## Provided records:

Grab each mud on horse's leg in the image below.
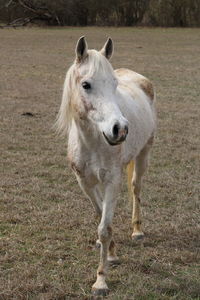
[92,185,116,296]
[132,137,153,240]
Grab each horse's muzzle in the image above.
[103,123,128,146]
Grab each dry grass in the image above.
[0,28,200,300]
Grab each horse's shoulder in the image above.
[115,68,154,101]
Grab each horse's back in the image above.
[115,68,155,102]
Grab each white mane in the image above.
[56,50,114,136]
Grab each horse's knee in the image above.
[98,224,112,243]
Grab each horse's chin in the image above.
[103,132,125,146]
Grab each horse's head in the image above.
[58,37,128,145]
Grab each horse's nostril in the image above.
[113,124,119,138]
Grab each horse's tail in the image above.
[126,160,134,200]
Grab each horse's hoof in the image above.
[107,256,120,266]
[96,240,101,249]
[92,288,109,297]
[132,232,144,241]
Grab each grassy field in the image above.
[0,28,200,300]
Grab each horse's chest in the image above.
[68,147,110,185]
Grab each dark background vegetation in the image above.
[0,0,200,27]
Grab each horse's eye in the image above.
[82,81,91,90]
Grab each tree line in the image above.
[0,0,200,27]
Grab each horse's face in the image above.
[73,37,128,145]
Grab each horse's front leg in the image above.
[77,176,119,264]
[92,184,119,296]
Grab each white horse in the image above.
[57,37,156,295]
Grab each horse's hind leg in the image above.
[132,137,153,240]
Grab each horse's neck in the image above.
[71,121,101,148]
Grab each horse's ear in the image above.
[100,38,114,59]
[75,36,88,62]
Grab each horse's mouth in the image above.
[103,132,126,146]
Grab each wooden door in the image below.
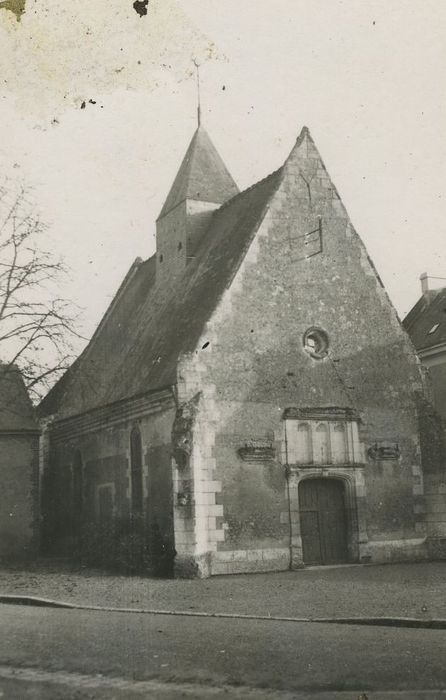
[299,479,348,564]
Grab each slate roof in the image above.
[159,126,239,218]
[40,169,282,416]
[403,287,446,350]
[0,363,38,433]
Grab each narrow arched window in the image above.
[314,423,328,464]
[297,423,312,464]
[130,428,143,514]
[331,423,347,464]
[72,450,84,521]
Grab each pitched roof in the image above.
[0,363,38,432]
[40,169,282,416]
[403,287,446,350]
[159,126,239,218]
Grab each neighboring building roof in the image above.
[40,164,282,416]
[0,363,38,432]
[403,287,446,351]
[159,126,239,218]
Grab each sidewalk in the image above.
[0,562,446,620]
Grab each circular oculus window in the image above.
[303,328,328,360]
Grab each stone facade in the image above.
[39,123,442,576]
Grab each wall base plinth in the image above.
[174,552,211,578]
[426,536,446,560]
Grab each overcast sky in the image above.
[0,0,446,348]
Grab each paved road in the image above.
[0,605,446,700]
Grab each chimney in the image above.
[420,272,429,294]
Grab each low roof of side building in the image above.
[403,287,446,352]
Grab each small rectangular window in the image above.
[96,484,115,522]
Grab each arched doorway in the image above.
[299,478,348,564]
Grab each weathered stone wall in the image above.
[0,434,39,559]
[44,406,174,568]
[179,134,432,573]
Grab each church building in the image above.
[40,126,444,577]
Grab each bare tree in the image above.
[0,180,79,401]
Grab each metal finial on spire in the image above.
[194,58,201,127]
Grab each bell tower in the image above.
[156,127,239,284]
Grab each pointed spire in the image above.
[158,126,239,218]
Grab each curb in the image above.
[0,594,446,630]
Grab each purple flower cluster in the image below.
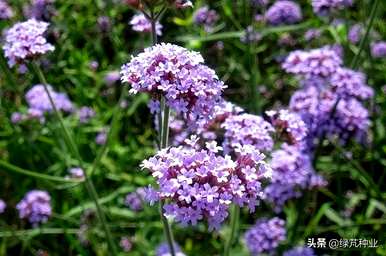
[266,109,308,144]
[371,41,386,58]
[155,243,186,256]
[129,14,162,36]
[0,199,7,214]
[0,0,13,20]
[312,0,353,15]
[78,107,95,124]
[141,137,272,229]
[193,6,219,29]
[265,0,302,25]
[283,246,316,256]
[25,84,74,117]
[125,188,146,212]
[16,190,52,226]
[3,19,55,67]
[121,44,226,120]
[244,217,286,256]
[221,114,275,152]
[282,47,342,78]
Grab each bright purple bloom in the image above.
[0,199,7,214]
[25,84,74,113]
[121,43,226,120]
[3,19,55,67]
[283,246,316,256]
[129,14,162,36]
[0,0,13,20]
[244,217,286,256]
[16,190,52,226]
[312,0,353,15]
[371,41,386,58]
[266,109,308,144]
[78,107,95,124]
[221,114,275,152]
[265,0,302,25]
[141,137,272,229]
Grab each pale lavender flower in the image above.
[0,199,7,214]
[371,41,386,58]
[78,107,95,124]
[129,14,162,36]
[312,0,353,15]
[244,217,286,256]
[16,190,52,226]
[141,137,272,229]
[0,0,14,20]
[3,19,55,67]
[221,114,275,152]
[283,246,316,256]
[265,0,302,25]
[121,44,226,123]
[25,84,74,113]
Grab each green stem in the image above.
[32,62,117,255]
[224,205,240,256]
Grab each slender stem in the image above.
[32,62,117,255]
[224,205,240,256]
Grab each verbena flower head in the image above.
[78,107,95,124]
[371,41,386,58]
[193,6,219,27]
[141,136,272,229]
[266,109,308,144]
[283,246,316,256]
[312,0,353,15]
[282,47,342,78]
[125,188,146,212]
[155,243,186,256]
[0,0,13,20]
[265,0,302,25]
[25,84,74,113]
[244,217,286,256]
[221,114,275,151]
[3,19,55,67]
[330,68,374,100]
[16,190,52,226]
[130,14,162,36]
[121,44,225,120]
[0,199,7,214]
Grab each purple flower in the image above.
[312,0,353,15]
[347,24,364,44]
[266,109,308,144]
[121,44,226,123]
[371,41,386,58]
[265,0,302,25]
[78,107,95,124]
[95,130,107,145]
[68,167,84,179]
[0,199,7,214]
[3,19,55,67]
[282,47,342,78]
[141,138,272,229]
[283,246,316,256]
[221,114,275,152]
[244,217,286,256]
[193,6,219,28]
[25,84,74,113]
[119,236,133,252]
[16,190,52,226]
[155,243,186,256]
[129,14,162,36]
[0,0,14,20]
[125,188,146,212]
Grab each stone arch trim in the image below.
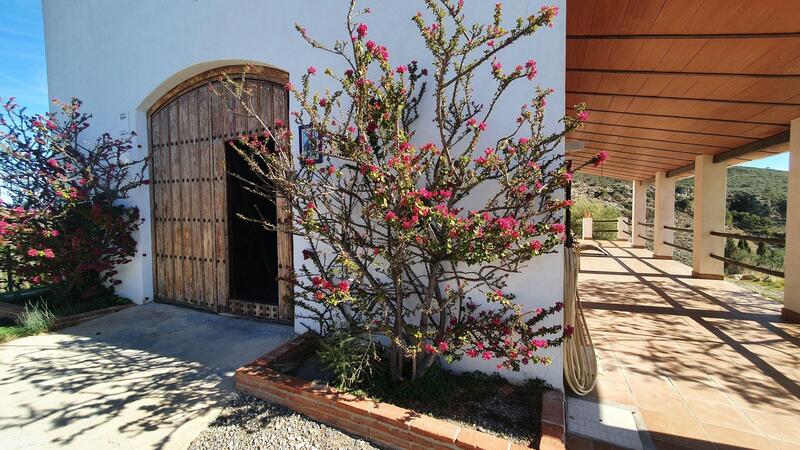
[147,64,289,117]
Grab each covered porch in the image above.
[567,241,800,449]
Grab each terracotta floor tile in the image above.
[745,410,800,448]
[579,241,800,450]
[685,398,758,433]
[641,409,714,449]
[703,424,777,450]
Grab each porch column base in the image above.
[781,308,800,323]
[692,270,725,280]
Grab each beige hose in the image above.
[564,245,597,396]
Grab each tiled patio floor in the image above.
[569,241,800,449]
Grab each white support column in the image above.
[617,217,630,241]
[781,118,800,323]
[692,155,728,280]
[631,181,647,248]
[653,171,675,259]
[581,215,594,240]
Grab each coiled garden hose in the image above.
[564,245,605,396]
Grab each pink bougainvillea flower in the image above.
[417,187,434,200]
[525,59,538,80]
[356,23,369,38]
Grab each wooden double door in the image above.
[149,67,293,321]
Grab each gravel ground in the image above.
[189,394,378,450]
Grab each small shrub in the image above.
[317,330,378,389]
[17,302,56,336]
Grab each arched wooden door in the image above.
[149,67,293,321]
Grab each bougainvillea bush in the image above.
[0,98,146,301]
[226,0,605,380]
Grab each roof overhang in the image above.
[566,0,800,180]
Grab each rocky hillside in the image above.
[572,167,788,298]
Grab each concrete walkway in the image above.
[0,304,292,450]
[568,241,800,450]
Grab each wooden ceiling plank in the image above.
[567,107,789,127]
[566,90,800,107]
[584,120,760,140]
[570,130,730,150]
[567,64,800,80]
[568,146,695,163]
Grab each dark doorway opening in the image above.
[225,139,278,305]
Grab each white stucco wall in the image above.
[43,0,566,388]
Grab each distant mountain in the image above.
[573,167,789,234]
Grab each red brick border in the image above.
[234,336,564,450]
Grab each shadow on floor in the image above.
[0,304,292,448]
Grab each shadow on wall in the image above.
[0,304,291,448]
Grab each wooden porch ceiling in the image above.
[566,0,800,180]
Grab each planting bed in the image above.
[235,337,564,450]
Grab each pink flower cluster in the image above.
[367,41,389,61]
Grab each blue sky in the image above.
[0,0,789,170]
[0,0,49,113]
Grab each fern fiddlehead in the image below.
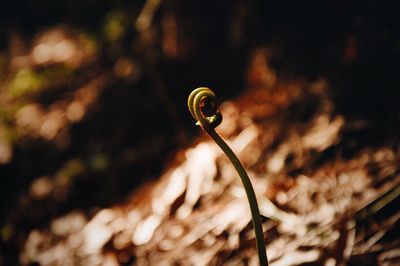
[188,87,268,266]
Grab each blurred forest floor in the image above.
[0,0,400,265]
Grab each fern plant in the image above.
[188,87,268,266]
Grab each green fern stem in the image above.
[188,87,268,266]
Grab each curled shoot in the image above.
[188,87,268,266]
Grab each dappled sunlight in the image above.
[18,80,400,265]
[0,0,400,266]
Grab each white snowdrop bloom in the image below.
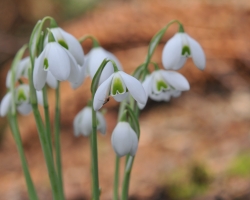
[33,42,80,90]
[93,71,147,110]
[162,32,206,70]
[86,47,122,84]
[71,54,88,89]
[138,70,190,109]
[6,57,31,88]
[74,107,106,137]
[111,122,138,157]
[44,27,84,66]
[0,84,32,117]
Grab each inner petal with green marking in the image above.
[58,40,69,50]
[111,75,126,96]
[156,80,168,92]
[181,45,191,57]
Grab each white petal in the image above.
[33,52,47,90]
[66,51,80,83]
[129,126,138,156]
[79,107,92,136]
[44,42,71,81]
[93,74,114,111]
[73,111,82,137]
[186,34,206,70]
[0,92,11,117]
[160,70,190,91]
[117,71,147,104]
[96,112,107,135]
[173,56,187,70]
[87,47,114,84]
[46,71,58,89]
[137,75,152,110]
[36,90,43,106]
[111,122,133,157]
[50,28,84,65]
[17,102,32,115]
[112,92,129,102]
[162,33,182,69]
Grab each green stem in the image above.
[113,156,120,200]
[8,115,38,200]
[55,81,65,199]
[91,94,99,200]
[43,86,53,158]
[29,70,62,200]
[122,156,134,200]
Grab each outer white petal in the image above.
[87,47,117,84]
[16,57,31,80]
[117,71,147,105]
[0,92,11,117]
[46,71,58,89]
[36,90,43,106]
[73,111,82,137]
[96,112,107,135]
[129,126,138,156]
[79,107,92,136]
[137,75,152,110]
[106,51,123,71]
[66,51,80,83]
[44,42,71,81]
[33,52,47,90]
[160,70,190,91]
[5,70,11,88]
[186,34,206,70]
[17,102,32,115]
[93,74,114,111]
[112,92,129,102]
[162,33,182,69]
[50,28,84,65]
[111,122,133,157]
[173,56,187,70]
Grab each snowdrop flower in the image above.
[74,107,106,137]
[138,70,190,109]
[162,32,206,70]
[0,84,32,117]
[86,47,122,84]
[44,27,84,66]
[33,42,80,90]
[111,122,138,157]
[93,71,147,110]
[6,57,58,89]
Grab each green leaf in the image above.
[126,106,140,138]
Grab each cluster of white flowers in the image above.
[0,22,206,159]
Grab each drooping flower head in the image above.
[111,122,138,157]
[86,46,122,84]
[93,71,147,110]
[74,106,106,137]
[138,70,190,109]
[162,26,206,70]
[33,30,80,90]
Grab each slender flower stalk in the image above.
[55,81,64,198]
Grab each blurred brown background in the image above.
[0,0,250,200]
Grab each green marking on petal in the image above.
[17,89,27,101]
[43,58,49,71]
[156,80,168,91]
[181,46,191,56]
[112,77,124,95]
[58,40,69,50]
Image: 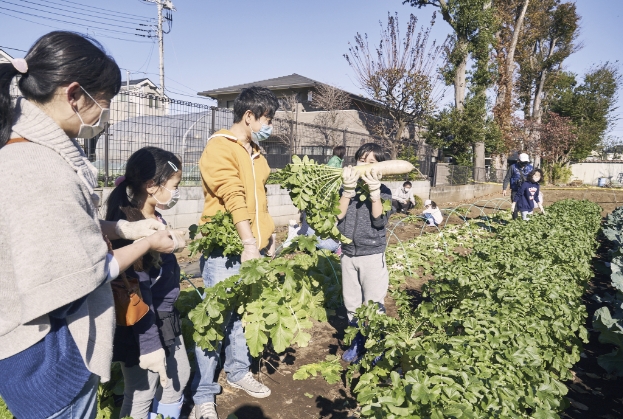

## Problem description:
Shift every bounding box coordinate in the answers by adding 12, and reproduce the stretch from the line containing "Grab each horse's nostril in the image above." through the line containing "[72,450,84,521]", requests included. Leave the pictures out.

## Correct result:
Grab each horse's nostril in the image above.
[125,136,131,150]
Grab each horse's tail in the image above.
[138,172,146,212]
Grab each horse's hoof in the image above.
[119,268,132,278]
[108,252,113,261]
[104,300,121,309]
[144,244,156,253]
Grab each grassy field in the image above.
[12,40,212,312]
Grab each horse's chest in the image above.
[80,159,122,197]
Grab each dark background vegetation in the image above.
[12,12,212,39]
Grab each horse's eye in the image above.
[94,93,103,102]
Grab each tree line in the image above.
[12,12,212,39]
Grab each horse's face in the image above.
[85,49,140,157]
Grab each horse's front leg in the image above.
[89,188,131,276]
[104,196,131,308]
Grab each white horse in the image above.
[69,49,168,307]
Grab each horse's hind leg in the image above.
[144,149,165,252]
Grab each horse's neck in the image above.
[83,133,113,160]
Grab each horse's ear in the image above.
[112,50,126,71]
[87,48,100,74]
Grab each horse's mouth in the image above.
[115,144,138,158]
Grab each wooden door in the image below.
[311,491,360,576]
Grab each slate roof in the image above.
[171,138,251,230]
[52,181,294,428]
[415,299,458,362]
[12,375,50,445]
Grab each narrow arched window in the image above.
[326,435,340,476]
[309,435,324,476]
[142,440,155,526]
[343,435,359,476]
[84,462,96,533]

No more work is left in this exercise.